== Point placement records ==

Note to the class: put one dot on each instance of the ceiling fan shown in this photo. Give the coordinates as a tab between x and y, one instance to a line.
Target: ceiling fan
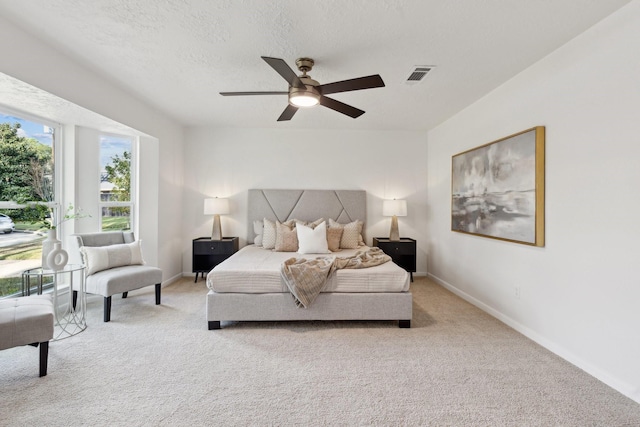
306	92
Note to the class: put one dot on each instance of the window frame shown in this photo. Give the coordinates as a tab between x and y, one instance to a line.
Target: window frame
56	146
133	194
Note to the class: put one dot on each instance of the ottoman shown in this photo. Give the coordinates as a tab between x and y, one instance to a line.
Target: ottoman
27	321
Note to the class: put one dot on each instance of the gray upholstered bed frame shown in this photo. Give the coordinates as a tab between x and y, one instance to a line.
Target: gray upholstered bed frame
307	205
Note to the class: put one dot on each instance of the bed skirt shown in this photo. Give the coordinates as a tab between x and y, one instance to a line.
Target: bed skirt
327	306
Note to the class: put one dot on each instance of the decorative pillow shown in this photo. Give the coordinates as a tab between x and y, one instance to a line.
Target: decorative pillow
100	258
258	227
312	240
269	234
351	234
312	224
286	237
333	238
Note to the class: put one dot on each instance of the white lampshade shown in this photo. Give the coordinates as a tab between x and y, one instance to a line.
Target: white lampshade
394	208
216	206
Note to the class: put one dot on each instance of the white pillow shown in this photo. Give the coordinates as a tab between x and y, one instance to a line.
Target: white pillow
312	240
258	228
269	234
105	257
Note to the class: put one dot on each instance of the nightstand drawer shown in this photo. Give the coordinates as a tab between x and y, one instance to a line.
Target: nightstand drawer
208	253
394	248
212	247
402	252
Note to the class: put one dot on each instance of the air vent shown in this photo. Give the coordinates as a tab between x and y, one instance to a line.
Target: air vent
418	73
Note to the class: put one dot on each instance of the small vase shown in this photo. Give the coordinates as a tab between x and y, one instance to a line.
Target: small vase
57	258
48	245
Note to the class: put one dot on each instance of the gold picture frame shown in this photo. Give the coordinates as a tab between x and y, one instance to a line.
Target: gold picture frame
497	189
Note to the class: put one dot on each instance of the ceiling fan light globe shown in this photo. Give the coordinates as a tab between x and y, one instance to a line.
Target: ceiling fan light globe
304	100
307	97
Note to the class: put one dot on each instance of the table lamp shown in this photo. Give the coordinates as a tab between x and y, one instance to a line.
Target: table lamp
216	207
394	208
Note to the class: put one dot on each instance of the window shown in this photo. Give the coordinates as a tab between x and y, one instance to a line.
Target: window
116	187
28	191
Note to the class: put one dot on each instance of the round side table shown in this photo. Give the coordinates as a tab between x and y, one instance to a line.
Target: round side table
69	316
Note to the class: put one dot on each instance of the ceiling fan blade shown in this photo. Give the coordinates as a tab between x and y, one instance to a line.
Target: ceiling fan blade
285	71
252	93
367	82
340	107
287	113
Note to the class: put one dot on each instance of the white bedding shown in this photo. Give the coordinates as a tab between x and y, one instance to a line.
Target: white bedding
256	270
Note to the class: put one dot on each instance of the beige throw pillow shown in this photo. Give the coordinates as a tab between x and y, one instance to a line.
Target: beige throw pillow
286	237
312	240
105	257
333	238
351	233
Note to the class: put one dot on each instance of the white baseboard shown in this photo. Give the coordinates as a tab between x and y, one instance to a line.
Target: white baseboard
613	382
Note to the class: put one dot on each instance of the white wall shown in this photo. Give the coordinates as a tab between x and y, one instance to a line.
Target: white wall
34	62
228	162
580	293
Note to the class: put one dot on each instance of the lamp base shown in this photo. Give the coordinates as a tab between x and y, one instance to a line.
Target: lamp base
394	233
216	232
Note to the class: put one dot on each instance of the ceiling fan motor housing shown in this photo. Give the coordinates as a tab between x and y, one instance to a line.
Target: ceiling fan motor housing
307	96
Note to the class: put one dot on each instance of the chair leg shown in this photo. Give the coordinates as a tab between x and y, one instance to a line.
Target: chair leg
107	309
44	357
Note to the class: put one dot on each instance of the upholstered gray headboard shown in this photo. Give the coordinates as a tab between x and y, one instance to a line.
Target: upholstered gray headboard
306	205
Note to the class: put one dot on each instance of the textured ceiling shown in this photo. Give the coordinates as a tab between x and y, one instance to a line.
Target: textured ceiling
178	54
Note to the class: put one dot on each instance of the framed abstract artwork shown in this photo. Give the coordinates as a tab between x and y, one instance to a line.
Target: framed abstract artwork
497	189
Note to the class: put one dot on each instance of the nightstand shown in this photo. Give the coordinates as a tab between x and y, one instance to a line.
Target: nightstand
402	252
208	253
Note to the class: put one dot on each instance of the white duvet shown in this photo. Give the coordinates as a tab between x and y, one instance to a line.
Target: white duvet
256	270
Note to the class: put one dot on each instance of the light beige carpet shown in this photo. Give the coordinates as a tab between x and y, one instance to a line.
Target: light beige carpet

== WORK TO DO ==
Output the entries above exactly, without their pictures.

== SOLUTION TO THIS TASK ==
Note to the class: put one dot on each instance of the ceiling fan shown in this photo. Give the coordinates as a tab between x and y, one instance to a line.
Target: ceiling fan
306	92
Note to the class: put one dot on each instance of the window frame shown in this photo. Give the coordinates as a tab between x and y, one instance to a line.
Target: window frame
56	146
133	194
Note to the class: put one dot on each instance of the ottoman shown in this photo. Give the coordinates as a tab between x and y, one instance to a line.
Target: ottoman
27	321
Note to the class: put one dot on each instance of the gray upholstered bed frame shown in this photo. Give the coordinates as a tab between x and y, one instance to a line.
Target: gray upholstered bed frame
307	205
Note to the class: put one dot on each instance of the bed skirt shown in this photo. Give the coordinates as a tab between x and y, one instance to a line.
Target: bed skirt
327	306
Note to the class: put one dot on each instance of the decorative pillow shown in this photo. Give the coordinates as a tab between x and y, one instance to a line.
Target: decorative pillow
100	258
258	227
312	240
269	234
351	234
312	224
286	237
333	238
Note to the class: put one dot on each instance of the white lampshade shown in this photo. Give the coordinates as a tab between x and y, one instance to a line.
Target: white lampshade
394	208
216	206
Note to the class: put one dot on each instance of the white pillow shown in this photo. Give the coordinates as a tab between x and y, one instance to a line.
Target: white pillow
312	240
258	228
269	234
105	257
Note to the class: put one dot on each instance of the nightstand drawer shown in this photo. Give the coordinates as a tab between x and y, one instance to a line.
Target: nightstand drawer
208	253
394	248
212	247
402	252
Note to the class: put one dot on each instance of the air vent shown in this photo. Give the coordinates as a tab between x and y, one instance to a line.
Target: air vent
418	73
Note to the class: put one dot on each instance of the small vase shown in this photo. Give the coordinates as a tab between x and y, one instance to a line.
Target: small vase
57	258
48	245
Note to the class: put one dot on each instance of the gold picture frame shown in this photo. Give the coordinates as a tab between x and y, one instance to a line.
Target: gold picture frame
497	189
Note to the class: put one dot on each instance of the ceiling fan light globe shown in this photo. Give the coordinates as a tab between x and y, one instance to a line.
Target: ceiling fan light globe
304	100
307	97
Note to the class: put one dot on each instance of the table lamp shown in this photo. Give the coordinates as a tab between x and y, one instance to a line.
Target: table lamp
216	207
394	208
Note to the class: put one dot on each instance of the window shown in this photo. Give the coordinates as a tab between x and y, one instance to a line.
Target: window
116	187
28	191
Note to the class: put one dot on each instance of the round side table shown in this photo. Give the coordinates as a tab between x and y, one instance to a line.
Target: round side table
69	316
Note to the class: put one dot on each instance of the ceiling fan blade shown in this photo. Give the coordinates as a tab between x and y, one instance to a line.
Target: ceiling fan blade
285	71
252	93
367	82
340	107
287	113
Note to the class: put one dot on each instance of the white bedding shown in this photo. Give the coordinates as a tab between x and y, one instance to a line.
Target: white bedding
256	270
Note to the class: put one dot on each instance of the beige throw pillow shown in this photo. Give the coordinates as a tab between x and y, one instance to a line.
Target: beige throw pillow
286	237
312	240
105	257
333	238
351	233
Note to the class: put one dot on each instance of the white baseboard shown in this photo. Give the coordinates as a tab between x and y, one instance to a line.
Target: white baseboard
613	382
Note to the class: put one dot on each instance of the white wall shown in this photo. Give the coordinates as a tab between x and y, one instance to a line.
Target: white wall
34	62
228	162
580	293
Note to the class: put one dot on each instance of the lamp base shown in this photo. Give the coordinates as a tab between x and y, one instance to a line.
Target: lamp base
394	233
216	232
Note to the class: put one dot on each instance of the ceiling fan motor housing shown in this photo. Give the coordinates as a tab between x and y, one instance to a line.
Target: ceiling fan motor housing
307	96
Note to the class: put one dot on each instance of the chair leg shown in this photo. Give the coordinates as a tab between x and y, one instance to a line.
Target: chair leg
107	309
44	357
Note to the class: put one dot on each instance of the upholstered gray headboard shown in this photo. Give the coordinates as a tab between x and y, one instance to a line.
Target: upholstered gray headboard
306	205
Note to the class: put one dot on each instance of the textured ceiling shown in this photo. Give the coordinates as a tab between x and y, one instance to a line.
Target: textured ceiling
178	54
Note to the class: put one dot on each instance of the framed abstract artwork shown in this photo. Give the coordinates as a tab between x and y, one instance to a line.
Target: framed abstract artwork
497	189
Note to the class: put one dot on each instance of the nightstand shown in this photo. Give the coordinates as a tab between x and y, one instance to a line.
Target: nightstand
402	252
208	253
Note to the class: put one dot on each instance of the white duvet shown in this photo. Give the coordinates as a tab between x and y, one instance to a line.
Target: white duvet
256	270
Note to the class: put one dot on each instance of the light beige carpet shown in this photo. Give the coordinates as a tab between x and y, one instance to a line.
Target: light beige carpet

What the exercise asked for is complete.